→ **WHAT THE TASK ASKS**: Render the data below as a JSON list of strings, with one string for each line and no blank lines.

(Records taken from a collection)

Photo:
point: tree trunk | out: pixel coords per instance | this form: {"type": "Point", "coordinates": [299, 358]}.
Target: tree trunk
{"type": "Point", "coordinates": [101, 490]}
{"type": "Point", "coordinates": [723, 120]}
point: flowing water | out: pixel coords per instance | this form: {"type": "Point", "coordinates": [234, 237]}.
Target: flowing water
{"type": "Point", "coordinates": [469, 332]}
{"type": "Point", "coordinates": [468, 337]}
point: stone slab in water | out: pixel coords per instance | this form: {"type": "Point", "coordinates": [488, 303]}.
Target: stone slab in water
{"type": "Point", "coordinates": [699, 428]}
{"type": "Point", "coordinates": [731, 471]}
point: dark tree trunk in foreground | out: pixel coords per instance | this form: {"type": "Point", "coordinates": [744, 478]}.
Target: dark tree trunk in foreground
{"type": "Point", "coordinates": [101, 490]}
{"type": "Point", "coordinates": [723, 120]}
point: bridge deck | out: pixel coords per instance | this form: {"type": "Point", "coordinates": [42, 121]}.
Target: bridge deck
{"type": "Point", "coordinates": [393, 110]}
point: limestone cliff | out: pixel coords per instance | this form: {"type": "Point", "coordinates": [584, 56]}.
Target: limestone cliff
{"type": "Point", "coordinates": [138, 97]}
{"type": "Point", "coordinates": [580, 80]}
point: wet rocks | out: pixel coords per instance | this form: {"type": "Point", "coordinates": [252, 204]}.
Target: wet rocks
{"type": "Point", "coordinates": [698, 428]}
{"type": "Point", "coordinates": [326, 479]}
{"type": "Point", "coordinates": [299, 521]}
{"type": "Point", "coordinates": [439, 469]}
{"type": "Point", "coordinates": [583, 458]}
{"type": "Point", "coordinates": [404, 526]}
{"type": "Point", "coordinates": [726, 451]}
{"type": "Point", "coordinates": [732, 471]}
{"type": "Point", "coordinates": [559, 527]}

→ **OUTPUT OF THE EXERCISE**:
[
  "Photo:",
  "point: tree trunk | out: pixel coords per instance | this form: {\"type\": \"Point\", \"coordinates\": [299, 358]}.",
  "Target: tree trunk",
  "{\"type\": \"Point\", \"coordinates\": [101, 490]}",
  "{\"type\": \"Point\", \"coordinates\": [723, 120]}",
  "point: flowing water | out: pixel coords per instance | this form: {\"type\": \"Point\", \"coordinates\": [234, 237]}.",
  "Target: flowing water",
  "{\"type\": \"Point\", \"coordinates\": [469, 332]}",
  "{\"type\": \"Point\", \"coordinates\": [468, 337]}",
  "point: stone slab in water | out: pixel coords per instance | this form: {\"type\": \"Point\", \"coordinates\": [488, 303]}.",
  "Target: stone slab in water",
  "{\"type\": \"Point\", \"coordinates\": [699, 428]}",
  "{\"type\": \"Point\", \"coordinates\": [731, 471]}",
  "point: dark tree trunk in foreground | out: pixel coords per instance | this form: {\"type\": \"Point\", \"coordinates\": [744, 478]}.",
  "Target: dark tree trunk in foreground",
  "{\"type\": \"Point\", \"coordinates\": [101, 490]}",
  "{\"type\": \"Point\", \"coordinates\": [723, 120]}",
  "point: bridge deck | out: pixel coords per instance | this form: {\"type\": \"Point\", \"coordinates\": [42, 121]}.",
  "Target: bridge deck",
  "{\"type\": \"Point\", \"coordinates\": [393, 110]}",
  "point: limestone cliff | out: pixel coords per instance | this form: {\"type\": \"Point\", \"coordinates\": [584, 56]}.",
  "Target: limestone cliff",
  "{\"type\": \"Point\", \"coordinates\": [138, 97]}",
  "{\"type\": \"Point\", \"coordinates\": [580, 80]}",
  "point: wet rocks | out: pixel coords per instance | this form: {\"type\": \"Point\", \"coordinates\": [252, 204]}.",
  "Target: wet rocks",
  "{\"type\": \"Point\", \"coordinates\": [698, 428]}",
  "{\"type\": \"Point\", \"coordinates\": [326, 479]}",
  "{\"type\": \"Point\", \"coordinates\": [299, 521]}",
  "{\"type\": \"Point\", \"coordinates\": [439, 469]}",
  "{\"type\": \"Point\", \"coordinates\": [583, 458]}",
  "{\"type\": \"Point\", \"coordinates\": [404, 526]}",
  "{\"type\": \"Point\", \"coordinates\": [726, 451]}",
  "{\"type\": \"Point\", \"coordinates\": [732, 471]}",
  "{\"type\": \"Point\", \"coordinates\": [559, 527]}"
]